Labeled point records
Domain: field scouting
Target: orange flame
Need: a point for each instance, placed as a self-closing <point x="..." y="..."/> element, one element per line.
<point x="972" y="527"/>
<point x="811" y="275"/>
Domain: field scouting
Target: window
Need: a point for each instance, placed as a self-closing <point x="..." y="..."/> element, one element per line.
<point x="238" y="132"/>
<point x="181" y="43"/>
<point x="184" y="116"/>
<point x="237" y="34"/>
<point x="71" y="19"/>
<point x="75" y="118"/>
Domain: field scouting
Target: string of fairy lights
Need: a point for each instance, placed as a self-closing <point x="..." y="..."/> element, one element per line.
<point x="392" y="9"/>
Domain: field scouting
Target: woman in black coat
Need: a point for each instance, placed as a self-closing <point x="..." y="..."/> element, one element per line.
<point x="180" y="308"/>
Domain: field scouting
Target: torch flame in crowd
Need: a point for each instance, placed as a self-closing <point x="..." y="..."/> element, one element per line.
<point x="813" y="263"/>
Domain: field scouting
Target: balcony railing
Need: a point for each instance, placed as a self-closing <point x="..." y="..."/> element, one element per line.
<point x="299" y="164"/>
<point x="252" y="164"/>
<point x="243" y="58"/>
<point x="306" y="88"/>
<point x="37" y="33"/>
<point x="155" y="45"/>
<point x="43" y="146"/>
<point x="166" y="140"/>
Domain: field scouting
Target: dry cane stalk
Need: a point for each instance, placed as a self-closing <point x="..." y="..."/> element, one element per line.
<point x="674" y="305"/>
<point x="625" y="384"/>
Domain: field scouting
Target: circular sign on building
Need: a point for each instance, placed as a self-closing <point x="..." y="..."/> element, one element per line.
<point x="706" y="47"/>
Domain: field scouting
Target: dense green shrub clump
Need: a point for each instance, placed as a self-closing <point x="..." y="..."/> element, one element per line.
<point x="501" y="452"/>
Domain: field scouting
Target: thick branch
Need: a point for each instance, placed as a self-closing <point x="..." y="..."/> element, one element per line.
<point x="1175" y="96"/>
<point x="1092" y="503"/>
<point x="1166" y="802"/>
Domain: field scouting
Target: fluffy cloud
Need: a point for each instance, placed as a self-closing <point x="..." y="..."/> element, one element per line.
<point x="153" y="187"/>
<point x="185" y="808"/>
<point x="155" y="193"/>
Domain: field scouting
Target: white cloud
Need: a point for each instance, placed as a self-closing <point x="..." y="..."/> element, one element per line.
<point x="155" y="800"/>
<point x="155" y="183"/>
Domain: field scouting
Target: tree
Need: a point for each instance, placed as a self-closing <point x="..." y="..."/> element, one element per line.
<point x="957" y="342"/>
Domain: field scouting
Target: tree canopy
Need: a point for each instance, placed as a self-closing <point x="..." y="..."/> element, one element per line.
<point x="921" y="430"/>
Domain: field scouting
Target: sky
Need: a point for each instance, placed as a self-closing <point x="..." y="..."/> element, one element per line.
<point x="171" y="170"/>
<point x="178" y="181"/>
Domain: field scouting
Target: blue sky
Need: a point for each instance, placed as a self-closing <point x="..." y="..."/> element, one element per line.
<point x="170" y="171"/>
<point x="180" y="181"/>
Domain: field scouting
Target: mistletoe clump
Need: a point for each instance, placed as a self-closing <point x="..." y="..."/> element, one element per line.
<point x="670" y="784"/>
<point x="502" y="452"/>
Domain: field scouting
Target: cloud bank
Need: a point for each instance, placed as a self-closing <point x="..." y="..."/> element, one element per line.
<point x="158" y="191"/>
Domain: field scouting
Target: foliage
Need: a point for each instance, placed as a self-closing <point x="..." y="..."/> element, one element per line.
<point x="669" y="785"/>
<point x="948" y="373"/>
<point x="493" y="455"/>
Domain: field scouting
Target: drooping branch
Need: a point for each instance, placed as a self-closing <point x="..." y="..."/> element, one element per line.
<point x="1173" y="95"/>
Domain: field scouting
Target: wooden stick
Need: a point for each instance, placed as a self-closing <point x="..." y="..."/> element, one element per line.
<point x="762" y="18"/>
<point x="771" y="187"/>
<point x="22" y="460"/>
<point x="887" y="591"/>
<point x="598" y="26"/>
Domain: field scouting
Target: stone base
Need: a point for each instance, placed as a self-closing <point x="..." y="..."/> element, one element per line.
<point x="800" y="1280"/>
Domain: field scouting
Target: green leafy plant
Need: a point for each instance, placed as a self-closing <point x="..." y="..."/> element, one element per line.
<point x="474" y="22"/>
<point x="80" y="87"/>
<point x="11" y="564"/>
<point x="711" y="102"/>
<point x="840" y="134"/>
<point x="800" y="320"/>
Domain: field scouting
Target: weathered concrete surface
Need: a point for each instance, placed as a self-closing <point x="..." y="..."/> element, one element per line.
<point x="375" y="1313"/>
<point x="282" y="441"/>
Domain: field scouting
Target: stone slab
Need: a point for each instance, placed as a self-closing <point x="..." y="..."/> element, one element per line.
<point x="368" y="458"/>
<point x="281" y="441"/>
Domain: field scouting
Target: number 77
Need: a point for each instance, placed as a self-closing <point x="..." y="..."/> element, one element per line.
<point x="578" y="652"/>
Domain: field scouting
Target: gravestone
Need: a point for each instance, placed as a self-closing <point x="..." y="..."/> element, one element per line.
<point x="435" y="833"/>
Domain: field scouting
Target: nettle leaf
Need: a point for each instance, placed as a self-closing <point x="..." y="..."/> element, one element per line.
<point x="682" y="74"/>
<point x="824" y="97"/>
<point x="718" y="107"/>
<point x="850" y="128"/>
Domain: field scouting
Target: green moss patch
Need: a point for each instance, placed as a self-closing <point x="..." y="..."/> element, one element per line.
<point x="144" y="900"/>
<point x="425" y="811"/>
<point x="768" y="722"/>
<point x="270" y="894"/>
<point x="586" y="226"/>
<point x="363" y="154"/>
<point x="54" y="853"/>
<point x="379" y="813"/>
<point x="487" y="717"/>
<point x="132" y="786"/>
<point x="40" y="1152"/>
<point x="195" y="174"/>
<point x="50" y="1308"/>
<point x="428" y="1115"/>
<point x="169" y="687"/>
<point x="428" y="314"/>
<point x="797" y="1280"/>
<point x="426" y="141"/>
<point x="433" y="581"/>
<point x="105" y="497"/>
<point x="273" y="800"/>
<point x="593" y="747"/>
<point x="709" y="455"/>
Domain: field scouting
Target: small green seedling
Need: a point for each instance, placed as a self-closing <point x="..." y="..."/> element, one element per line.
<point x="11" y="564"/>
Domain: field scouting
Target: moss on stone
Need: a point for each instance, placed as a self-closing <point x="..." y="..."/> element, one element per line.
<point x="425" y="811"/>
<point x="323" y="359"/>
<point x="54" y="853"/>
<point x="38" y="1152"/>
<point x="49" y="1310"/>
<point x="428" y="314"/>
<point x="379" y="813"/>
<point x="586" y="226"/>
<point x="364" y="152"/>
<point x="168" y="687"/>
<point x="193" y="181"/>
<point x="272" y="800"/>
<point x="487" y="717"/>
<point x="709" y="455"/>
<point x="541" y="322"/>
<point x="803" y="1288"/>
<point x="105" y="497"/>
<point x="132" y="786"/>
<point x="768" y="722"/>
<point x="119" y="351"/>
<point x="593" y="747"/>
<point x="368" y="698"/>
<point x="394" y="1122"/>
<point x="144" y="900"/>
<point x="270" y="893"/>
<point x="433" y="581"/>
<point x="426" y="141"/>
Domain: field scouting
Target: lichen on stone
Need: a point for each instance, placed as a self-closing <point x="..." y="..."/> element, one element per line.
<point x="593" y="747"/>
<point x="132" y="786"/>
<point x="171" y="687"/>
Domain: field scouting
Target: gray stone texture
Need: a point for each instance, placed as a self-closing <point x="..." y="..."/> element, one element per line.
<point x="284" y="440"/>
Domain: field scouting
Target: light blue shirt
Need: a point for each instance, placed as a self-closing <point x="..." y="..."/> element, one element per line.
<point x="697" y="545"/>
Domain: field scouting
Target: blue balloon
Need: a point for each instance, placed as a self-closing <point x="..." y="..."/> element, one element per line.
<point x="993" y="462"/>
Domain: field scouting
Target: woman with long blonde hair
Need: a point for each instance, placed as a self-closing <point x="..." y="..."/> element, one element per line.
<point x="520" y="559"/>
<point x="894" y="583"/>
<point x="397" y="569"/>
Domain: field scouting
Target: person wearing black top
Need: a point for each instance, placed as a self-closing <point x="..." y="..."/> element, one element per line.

__WHAT IS ASKED__
Locate every line in the data above that contains the string "cloud", and copy each of those lines.

__SOLUTION TO THIS PROBLEM__
Target: fluffy cloud
Target: white cloud
Target: cloud bank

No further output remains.